Please repeat the stretch of the excerpt from "This action was" through "can find it.", word for word.

## [Excerpt]
----------

FORT WORTH, Texas (BP)–We have all heard the story about the frog that gives a scorpion a ride across a river only to be stung for all its good will. As the frog lies dying, it asks the scorpion, “Why did you sting me; after all, didn’t I help you across?” The scorpion responds, “I had no choice; after all, I am a scorpion and that is what a scorpion does.”

Some things in life are virtually instinctive, impossible to set aside; native Mexicans living in the U.S. are a case study of this phenomenon. Recently, evidence of this instinctual behavior reared its head during the demonstrations by illegal aliens across the country. One practice that offended the American citizenry, and even most Mexican Americans, was the display of the Mexican flag by the demonstrators.

What were they thinking? The American way of life has meant the survival of millions of native Mexicans both here and back in their home country. It is truly dumbfounding, but even as illegals admit that the U.S. has been their salvation, something compels them to lift their patriotic symbol, even at the risk of hurting their cause.

This action was dripping with irony, given that most native Mexicans have a general disdain for the deplorable way of life “back home.” The social and economic problems in Mexico are legion. According to a report by Jorge Ramos, anchorman for Univision news network, 50 percent of Mexicans are living in desperate poverty. And the World Bank calculates that almost 24 percent of Mexico’s population lives on less than one dollar-a-day. Most of Mexico’s cities are ringed with “Paracaidistas” (parachutists), people with no land who stake their claim to a few square feet of dirt wherever they can find it.

Not surprisingly, Mexicans consider most of their political leaders to be nothing more than “vividores,” functionaries who live off the wealth of the land at the expense of the poor. Some statistics show that while unemployment in Mexico stands at 3.6 percent, 25 percent of those who have jobs are severely underemployed. And keep in mind that this is in spite of the fact that one out of every six Mexicans lives in the U.S.

It is truly ironic that the poorest of the poor — those who are in the U.S. illegally — still feel the powerful instinct to glory in their national pride. This becomes understandable, however, when you begin to appreciate a distinct cultural phenomenon in Mexico that resonates throughout Latin America.

----------

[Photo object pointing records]
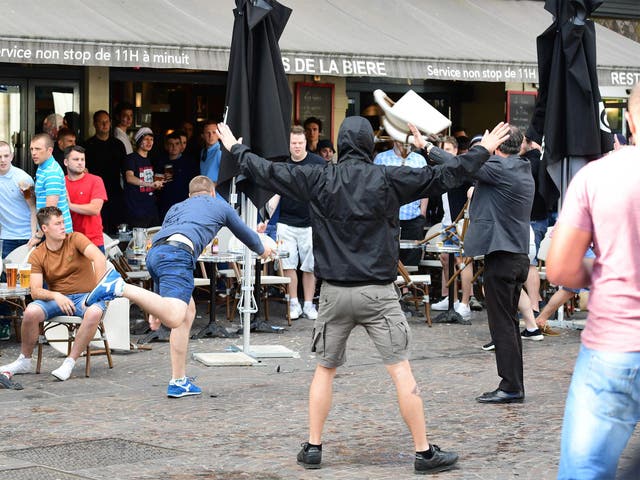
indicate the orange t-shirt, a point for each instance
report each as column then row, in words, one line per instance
column 66, row 270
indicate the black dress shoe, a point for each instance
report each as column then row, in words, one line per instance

----------

## [Response]
This action was dripping with irony, given that most native Mexicans have a general disdain for the deplorable way of life “back home.” The social and economic problems in Mexico are legion. According to a report by Jorge Ramos, anchorman for Univision news network, 50 percent of Mexicans are living in desperate poverty. And the World Bank calculates that almost 24 percent of Mexico’s population lives on less than one dollar-a-day. Most of Mexico’s cities are ringed with “Paracaidistas” (parachutists), people with no land who stake their claim to a few square feet of dirt wherever they can find it.